### What you have to do
Render the material from the line containing "Point on each instance of the corn" through the end of the material as a numbered list, leaving out blank lines and pictures.
········
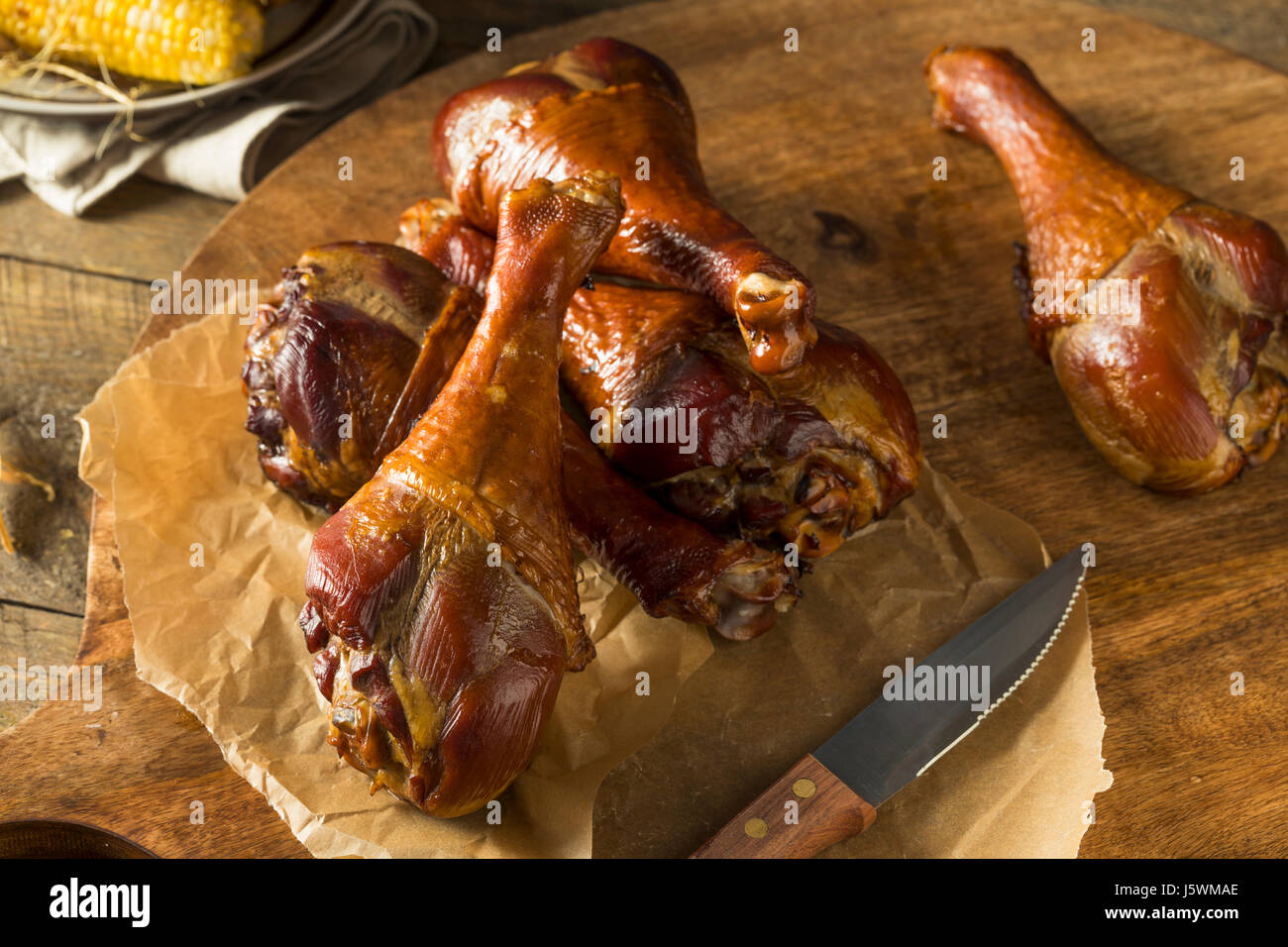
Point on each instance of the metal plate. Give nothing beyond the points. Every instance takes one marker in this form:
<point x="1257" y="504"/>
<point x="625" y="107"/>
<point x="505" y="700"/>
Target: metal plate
<point x="292" y="34"/>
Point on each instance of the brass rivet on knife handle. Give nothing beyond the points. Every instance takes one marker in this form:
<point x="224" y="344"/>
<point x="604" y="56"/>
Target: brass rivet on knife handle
<point x="805" y="812"/>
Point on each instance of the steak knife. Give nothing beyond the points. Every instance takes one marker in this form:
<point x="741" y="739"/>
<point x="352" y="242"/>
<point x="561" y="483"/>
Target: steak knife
<point x="833" y="792"/>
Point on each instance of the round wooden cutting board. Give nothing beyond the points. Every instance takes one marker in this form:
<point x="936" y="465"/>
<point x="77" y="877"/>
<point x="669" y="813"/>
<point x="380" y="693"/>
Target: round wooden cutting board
<point x="827" y="155"/>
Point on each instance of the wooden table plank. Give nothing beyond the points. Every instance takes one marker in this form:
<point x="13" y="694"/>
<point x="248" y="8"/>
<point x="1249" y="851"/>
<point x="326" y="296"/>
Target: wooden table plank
<point x="1168" y="631"/>
<point x="60" y="333"/>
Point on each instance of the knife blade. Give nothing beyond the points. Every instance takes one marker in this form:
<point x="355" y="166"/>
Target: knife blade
<point x="925" y="711"/>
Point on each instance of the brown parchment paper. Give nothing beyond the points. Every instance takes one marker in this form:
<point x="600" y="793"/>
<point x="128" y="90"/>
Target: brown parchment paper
<point x="213" y="561"/>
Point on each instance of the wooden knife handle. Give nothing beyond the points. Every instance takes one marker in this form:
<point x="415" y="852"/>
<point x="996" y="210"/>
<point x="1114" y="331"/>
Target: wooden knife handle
<point x="825" y="812"/>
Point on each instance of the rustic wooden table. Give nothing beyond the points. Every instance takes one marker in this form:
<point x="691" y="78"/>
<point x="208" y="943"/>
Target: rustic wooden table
<point x="73" y="294"/>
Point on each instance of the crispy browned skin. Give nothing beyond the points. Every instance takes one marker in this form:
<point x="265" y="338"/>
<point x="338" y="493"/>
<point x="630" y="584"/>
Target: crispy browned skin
<point x="441" y="598"/>
<point x="809" y="455"/>
<point x="326" y="368"/>
<point x="1186" y="392"/>
<point x="605" y="103"/>
<point x="674" y="566"/>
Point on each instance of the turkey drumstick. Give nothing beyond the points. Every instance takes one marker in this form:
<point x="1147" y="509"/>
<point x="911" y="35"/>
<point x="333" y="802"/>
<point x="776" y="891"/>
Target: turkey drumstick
<point x="442" y="604"/>
<point x="809" y="455"/>
<point x="1162" y="315"/>
<point x="605" y="103"/>
<point x="313" y="361"/>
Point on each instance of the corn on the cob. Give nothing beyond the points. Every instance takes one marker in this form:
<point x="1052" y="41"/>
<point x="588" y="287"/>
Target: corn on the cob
<point x="194" y="42"/>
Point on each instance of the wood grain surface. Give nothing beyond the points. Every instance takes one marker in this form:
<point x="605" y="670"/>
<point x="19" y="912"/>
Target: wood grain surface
<point x="827" y="155"/>
<point x="805" y="810"/>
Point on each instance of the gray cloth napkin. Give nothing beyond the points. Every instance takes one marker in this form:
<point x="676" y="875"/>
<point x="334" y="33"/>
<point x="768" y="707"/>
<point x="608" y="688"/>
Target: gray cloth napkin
<point x="226" y="147"/>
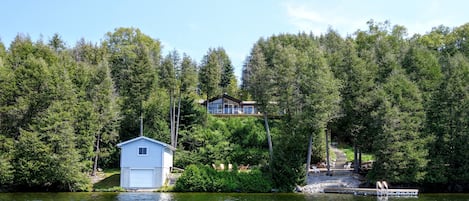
········
### Task result
1. Point on each instance of the corn on the cob. Give nothing beyond the points. Every instance takes one marker in this form:
2. <point x="1052" y="41"/>
3. <point x="588" y="287"/>
4. Target: corn on the cob
5. <point x="194" y="42"/>
6. Point on each instance of the wood grain surface. Give nothing beyond the points. Every instance takes one marker in this form:
7. <point x="605" y="670"/>
8. <point x="19" y="912"/>
9. Target: wood grain surface
10. <point x="827" y="155"/>
11. <point x="805" y="810"/>
12. Point on each instance of the gray cloth napkin. Give nothing beyond the points. Every instance takes one marker in this form:
13. <point x="676" y="875"/>
14. <point x="334" y="33"/>
15. <point x="768" y="707"/>
16. <point x="608" y="688"/>
17. Target: gray cloth napkin
18. <point x="226" y="147"/>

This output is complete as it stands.